En 1939, quelques années après nos choix socialistes utopiques, la guerre, comme prévu, éclatait, anéantissant nos folles inconsciences dans le drame et le sang. Après des années d’intenses souffrances, nous étions sauvés par l’Angleterre et le Royaume Uni, et par un prestidigitateur de génie, Charles de Gaulle, capable de travestir notre échec et de nous faire passer, à la fin de la reconquête, du camp des vaincus dans celui des vainqueurs. Visiblement, nous n’en avons pas tiré les leçons. Aujourd’hui, la guerre mondiale n’est plus militaire, mais économique et commerciale. Demain, ce sera chacun pour soi [8]. Il n’y aura pas de pacte atlantique pour nous sauver. Regardons la réalité en face, et préparons-nous : il est clair que nous allons payer très cher nos erreurs, que nous allons beaucoup souffrir. Faut-il cela pour perdre nos illusions, pour sortir de notre effroyable autisme ?

Travail à réaliser ->
Modifiez la partie du passage fourni qui s'ouvre sur les mots contenant « En 1939, quelques » et se clôt sur « effroyable autisme ? » en la réécrivant avec « magicien » à la place de « prestidigitateur ».

Section des données ->
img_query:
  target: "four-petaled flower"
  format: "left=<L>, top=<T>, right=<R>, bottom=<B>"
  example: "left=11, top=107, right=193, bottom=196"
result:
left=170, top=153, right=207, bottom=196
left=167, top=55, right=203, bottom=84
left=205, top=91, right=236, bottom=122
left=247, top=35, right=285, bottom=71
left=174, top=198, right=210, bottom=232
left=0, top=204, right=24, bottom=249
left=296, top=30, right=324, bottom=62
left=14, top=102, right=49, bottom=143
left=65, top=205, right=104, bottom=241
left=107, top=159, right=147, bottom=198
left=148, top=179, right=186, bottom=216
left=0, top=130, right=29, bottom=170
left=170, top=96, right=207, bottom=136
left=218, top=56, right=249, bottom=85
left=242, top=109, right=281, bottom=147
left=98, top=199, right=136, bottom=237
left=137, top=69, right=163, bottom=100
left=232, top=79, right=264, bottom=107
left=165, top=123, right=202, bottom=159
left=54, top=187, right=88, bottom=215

Réponse proposée ->
En 1939, quelques années après nos choix socialistes utopiques, la guerre, comme prévu, éclatait, anéantissant nos folles inconsciences dans le drame et le sang. Après des années d’intenses souffrances, nous étions sauvés par l’Angleterre et le Royaume Uni, et par un magicien de génie, Charles de Gaulle, capable de travestir notre échec et de nous faire passer, à la fin de la reconquête, du camp des vaincus dans celui des vainqueurs. Visiblement, nous n’en avons pas tiré les leçons. Aujourd’hui, la guerre mondiale n’est plus militaire, mais économique et commerciale. Demain, ce sera chacun pour soi [8]. Il n’y aura pas de pacte atlantique pour nous sauver. Regardons la réalité en face, et préparons-nous : il est clair que nous allons payer très cher nos erreurs, que nous allons beaucoup souffrir. Faut-il cela pour perdre nos illusions, pour sortir de notre effroyable autisme ?